* What you have to do: Locate the word "stacked" in the data below, then copy every line that holds it.

────────────────

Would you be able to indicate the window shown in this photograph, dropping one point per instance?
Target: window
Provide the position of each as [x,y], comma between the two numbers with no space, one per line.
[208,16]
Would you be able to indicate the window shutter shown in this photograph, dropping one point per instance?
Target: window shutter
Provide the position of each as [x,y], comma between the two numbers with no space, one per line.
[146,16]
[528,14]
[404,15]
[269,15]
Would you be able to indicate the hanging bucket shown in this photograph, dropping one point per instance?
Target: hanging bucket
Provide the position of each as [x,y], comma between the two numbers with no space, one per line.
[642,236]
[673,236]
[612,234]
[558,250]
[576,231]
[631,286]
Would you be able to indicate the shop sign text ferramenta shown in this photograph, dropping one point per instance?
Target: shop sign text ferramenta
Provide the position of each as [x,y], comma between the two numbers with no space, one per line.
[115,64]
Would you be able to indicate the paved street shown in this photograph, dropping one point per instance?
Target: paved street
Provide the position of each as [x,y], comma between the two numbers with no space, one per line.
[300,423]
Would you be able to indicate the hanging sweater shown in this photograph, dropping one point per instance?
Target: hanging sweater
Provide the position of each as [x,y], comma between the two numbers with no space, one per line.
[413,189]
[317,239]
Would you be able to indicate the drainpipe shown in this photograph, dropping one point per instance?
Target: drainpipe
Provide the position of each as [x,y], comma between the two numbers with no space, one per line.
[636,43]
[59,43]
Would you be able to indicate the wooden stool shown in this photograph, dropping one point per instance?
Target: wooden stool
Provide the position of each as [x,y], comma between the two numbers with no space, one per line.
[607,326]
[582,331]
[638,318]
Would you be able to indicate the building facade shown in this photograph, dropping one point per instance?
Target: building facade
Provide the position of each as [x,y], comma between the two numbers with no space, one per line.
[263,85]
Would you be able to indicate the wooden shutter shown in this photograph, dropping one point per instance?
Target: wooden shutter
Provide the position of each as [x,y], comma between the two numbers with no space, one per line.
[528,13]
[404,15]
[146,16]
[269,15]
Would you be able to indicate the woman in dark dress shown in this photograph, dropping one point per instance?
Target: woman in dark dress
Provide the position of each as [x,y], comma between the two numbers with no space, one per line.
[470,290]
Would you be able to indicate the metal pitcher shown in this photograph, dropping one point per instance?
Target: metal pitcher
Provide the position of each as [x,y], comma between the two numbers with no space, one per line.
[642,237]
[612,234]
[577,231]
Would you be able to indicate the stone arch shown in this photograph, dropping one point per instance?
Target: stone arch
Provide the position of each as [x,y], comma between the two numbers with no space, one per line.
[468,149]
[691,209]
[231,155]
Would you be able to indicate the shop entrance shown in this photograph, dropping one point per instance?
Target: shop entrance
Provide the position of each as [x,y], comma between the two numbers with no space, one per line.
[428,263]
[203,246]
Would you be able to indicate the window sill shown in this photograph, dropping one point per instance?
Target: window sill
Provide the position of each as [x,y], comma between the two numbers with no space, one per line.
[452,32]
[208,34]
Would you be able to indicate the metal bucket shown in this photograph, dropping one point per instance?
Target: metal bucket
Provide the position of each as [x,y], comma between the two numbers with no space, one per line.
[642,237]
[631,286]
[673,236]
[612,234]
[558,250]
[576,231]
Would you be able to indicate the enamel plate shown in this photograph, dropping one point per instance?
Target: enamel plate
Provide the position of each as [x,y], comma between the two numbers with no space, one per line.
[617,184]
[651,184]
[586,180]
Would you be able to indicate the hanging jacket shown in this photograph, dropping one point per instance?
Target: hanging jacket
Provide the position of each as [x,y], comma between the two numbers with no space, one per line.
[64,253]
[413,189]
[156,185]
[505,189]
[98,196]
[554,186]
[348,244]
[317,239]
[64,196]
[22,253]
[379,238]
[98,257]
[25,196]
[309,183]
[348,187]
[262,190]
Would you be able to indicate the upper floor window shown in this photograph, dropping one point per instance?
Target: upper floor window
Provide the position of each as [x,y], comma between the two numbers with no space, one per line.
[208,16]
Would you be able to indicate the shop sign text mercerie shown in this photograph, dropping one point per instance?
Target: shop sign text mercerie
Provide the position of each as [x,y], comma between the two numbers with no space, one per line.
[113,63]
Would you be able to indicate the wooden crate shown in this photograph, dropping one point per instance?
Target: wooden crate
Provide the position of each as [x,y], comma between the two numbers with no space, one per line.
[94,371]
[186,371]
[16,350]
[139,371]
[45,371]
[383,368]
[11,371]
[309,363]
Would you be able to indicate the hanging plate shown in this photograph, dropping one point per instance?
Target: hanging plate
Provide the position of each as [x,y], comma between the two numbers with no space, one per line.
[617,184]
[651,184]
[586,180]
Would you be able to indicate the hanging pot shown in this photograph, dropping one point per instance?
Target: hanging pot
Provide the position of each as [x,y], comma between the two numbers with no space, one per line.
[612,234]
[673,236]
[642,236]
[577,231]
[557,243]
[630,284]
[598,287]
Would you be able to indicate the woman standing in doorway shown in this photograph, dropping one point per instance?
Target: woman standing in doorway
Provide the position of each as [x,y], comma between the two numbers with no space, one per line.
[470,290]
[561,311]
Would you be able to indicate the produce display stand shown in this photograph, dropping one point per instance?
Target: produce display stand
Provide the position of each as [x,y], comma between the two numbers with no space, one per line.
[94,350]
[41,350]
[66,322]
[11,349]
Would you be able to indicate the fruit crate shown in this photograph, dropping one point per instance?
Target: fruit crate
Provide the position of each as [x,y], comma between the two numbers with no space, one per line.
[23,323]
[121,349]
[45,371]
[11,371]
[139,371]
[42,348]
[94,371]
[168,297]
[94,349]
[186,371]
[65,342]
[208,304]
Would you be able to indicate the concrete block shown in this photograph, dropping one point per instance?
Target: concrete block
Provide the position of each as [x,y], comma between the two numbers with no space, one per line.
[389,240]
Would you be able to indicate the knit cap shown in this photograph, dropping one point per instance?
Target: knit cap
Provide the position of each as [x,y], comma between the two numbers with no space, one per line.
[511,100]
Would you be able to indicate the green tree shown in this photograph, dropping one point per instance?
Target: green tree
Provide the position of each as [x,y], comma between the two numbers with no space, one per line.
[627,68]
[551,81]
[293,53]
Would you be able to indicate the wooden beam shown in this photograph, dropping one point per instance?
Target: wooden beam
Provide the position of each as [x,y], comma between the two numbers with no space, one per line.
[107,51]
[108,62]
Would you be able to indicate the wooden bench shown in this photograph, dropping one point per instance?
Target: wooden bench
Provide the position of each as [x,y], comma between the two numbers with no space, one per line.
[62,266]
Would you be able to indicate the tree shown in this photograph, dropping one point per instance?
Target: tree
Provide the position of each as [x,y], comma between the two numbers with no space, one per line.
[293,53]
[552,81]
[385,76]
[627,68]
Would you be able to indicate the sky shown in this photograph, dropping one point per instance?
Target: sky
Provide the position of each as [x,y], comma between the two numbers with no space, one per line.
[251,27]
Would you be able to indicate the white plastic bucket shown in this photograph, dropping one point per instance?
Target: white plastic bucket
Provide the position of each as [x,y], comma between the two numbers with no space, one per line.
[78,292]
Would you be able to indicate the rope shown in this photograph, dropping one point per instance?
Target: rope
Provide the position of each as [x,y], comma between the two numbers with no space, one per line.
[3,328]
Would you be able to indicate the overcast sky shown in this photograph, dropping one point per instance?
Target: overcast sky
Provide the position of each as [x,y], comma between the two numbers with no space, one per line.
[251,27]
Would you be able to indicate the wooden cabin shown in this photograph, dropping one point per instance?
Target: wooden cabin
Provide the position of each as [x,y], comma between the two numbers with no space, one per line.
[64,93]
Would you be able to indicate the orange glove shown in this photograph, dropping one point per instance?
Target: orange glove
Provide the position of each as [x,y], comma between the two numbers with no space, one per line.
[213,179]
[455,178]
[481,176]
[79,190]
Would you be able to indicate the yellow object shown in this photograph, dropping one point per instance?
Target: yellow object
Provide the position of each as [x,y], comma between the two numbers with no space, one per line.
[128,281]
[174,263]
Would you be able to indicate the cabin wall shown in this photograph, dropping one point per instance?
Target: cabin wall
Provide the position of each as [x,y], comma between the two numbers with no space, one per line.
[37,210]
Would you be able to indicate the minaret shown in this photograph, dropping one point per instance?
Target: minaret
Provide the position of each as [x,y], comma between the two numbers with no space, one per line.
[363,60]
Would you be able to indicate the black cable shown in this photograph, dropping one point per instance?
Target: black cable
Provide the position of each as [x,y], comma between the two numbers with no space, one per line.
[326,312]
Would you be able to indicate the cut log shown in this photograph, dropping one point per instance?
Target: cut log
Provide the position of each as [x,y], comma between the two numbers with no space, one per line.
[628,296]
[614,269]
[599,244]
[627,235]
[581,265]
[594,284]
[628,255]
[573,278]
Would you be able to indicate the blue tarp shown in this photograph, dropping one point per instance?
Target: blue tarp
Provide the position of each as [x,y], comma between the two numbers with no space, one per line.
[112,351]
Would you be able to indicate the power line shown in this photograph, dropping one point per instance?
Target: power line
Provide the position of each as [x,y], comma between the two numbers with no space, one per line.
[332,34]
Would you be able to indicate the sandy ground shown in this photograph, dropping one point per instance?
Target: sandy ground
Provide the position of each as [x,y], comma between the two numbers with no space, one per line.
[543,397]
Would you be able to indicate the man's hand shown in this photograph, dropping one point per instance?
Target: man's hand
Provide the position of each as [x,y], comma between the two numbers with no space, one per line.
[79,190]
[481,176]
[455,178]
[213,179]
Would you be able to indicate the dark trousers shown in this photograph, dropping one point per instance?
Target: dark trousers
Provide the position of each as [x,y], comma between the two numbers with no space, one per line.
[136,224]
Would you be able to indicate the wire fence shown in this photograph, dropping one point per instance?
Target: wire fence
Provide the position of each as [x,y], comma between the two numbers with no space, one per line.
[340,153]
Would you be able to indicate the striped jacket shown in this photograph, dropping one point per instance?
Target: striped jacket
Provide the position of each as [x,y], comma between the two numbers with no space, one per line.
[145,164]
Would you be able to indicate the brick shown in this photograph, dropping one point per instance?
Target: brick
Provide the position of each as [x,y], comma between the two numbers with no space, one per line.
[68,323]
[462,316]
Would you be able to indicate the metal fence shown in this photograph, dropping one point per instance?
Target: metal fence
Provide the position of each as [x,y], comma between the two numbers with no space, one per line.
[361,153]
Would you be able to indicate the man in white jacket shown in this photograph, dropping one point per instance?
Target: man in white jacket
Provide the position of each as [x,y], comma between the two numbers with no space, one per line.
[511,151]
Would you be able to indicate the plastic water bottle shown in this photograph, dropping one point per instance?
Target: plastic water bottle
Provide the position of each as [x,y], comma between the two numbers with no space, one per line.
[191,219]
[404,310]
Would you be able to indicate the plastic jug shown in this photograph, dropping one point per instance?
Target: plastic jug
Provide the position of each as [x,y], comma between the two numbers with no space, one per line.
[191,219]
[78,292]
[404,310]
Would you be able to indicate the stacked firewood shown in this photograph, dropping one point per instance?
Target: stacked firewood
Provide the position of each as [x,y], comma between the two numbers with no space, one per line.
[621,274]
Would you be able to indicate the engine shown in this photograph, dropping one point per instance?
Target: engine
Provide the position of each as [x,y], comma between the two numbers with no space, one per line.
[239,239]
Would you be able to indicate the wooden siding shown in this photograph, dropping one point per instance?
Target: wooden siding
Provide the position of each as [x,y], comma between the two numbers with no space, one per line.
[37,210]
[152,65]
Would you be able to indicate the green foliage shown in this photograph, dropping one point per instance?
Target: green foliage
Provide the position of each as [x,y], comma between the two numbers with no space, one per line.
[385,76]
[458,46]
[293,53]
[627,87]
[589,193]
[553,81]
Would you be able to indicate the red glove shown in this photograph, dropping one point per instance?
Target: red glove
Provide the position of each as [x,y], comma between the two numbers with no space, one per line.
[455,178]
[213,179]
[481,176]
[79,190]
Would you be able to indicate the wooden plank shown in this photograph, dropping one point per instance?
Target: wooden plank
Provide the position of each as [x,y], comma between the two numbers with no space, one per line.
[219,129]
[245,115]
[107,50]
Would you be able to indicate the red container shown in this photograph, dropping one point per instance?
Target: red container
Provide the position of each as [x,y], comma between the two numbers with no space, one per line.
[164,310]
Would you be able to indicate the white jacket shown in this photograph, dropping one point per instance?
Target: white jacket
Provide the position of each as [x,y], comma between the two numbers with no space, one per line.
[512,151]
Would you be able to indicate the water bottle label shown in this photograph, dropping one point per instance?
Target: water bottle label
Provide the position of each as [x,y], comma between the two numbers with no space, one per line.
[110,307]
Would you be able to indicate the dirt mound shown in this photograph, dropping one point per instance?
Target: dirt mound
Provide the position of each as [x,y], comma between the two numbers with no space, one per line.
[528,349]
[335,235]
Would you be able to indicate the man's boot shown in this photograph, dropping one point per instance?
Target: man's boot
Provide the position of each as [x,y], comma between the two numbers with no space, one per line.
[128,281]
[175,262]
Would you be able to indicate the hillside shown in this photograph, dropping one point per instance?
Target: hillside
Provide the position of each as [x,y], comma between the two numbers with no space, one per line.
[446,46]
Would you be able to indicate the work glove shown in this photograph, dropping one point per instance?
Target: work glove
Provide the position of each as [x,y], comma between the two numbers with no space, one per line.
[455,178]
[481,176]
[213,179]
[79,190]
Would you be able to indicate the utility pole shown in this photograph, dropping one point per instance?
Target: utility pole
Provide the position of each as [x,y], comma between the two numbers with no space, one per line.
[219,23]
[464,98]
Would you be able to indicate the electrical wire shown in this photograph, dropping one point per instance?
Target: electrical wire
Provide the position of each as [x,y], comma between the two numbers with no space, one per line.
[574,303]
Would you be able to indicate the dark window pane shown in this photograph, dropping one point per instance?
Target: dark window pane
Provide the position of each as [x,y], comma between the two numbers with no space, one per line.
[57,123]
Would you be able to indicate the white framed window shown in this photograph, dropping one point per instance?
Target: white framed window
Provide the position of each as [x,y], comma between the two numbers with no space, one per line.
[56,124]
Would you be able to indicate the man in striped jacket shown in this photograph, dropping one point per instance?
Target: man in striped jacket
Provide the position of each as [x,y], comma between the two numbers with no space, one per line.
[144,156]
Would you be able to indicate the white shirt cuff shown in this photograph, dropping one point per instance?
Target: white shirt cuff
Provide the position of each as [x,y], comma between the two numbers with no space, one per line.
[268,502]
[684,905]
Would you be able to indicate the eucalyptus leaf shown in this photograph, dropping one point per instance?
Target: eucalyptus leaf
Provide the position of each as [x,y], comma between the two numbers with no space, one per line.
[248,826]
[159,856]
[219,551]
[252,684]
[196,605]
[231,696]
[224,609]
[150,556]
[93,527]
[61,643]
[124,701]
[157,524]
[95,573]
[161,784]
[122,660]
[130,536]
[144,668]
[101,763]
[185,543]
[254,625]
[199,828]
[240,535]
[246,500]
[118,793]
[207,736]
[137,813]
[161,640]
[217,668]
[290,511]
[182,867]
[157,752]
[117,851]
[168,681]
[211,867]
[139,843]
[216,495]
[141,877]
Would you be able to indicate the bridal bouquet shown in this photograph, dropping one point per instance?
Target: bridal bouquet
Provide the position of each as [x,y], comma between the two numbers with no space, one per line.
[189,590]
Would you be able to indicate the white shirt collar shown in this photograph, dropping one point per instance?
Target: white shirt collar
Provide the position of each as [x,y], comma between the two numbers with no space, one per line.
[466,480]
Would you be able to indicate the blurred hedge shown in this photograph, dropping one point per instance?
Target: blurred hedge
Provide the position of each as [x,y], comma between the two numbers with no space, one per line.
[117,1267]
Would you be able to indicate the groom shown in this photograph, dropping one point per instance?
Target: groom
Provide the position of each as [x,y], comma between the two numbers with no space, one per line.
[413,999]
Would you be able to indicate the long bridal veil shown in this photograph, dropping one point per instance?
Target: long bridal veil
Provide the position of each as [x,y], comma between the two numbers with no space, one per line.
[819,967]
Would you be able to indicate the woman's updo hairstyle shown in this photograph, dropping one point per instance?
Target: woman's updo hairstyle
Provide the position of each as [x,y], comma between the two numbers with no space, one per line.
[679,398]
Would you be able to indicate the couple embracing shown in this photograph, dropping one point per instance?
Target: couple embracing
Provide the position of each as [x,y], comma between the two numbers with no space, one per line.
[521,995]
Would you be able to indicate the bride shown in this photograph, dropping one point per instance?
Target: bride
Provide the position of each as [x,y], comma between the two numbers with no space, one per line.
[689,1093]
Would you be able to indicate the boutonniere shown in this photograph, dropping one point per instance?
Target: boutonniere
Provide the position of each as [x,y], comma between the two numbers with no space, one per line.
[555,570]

────────────────

* Answer to the problem:
Would you be able to indicate the stacked firewood shown in this photograph, dropping one point per instance?
Target: stacked firewood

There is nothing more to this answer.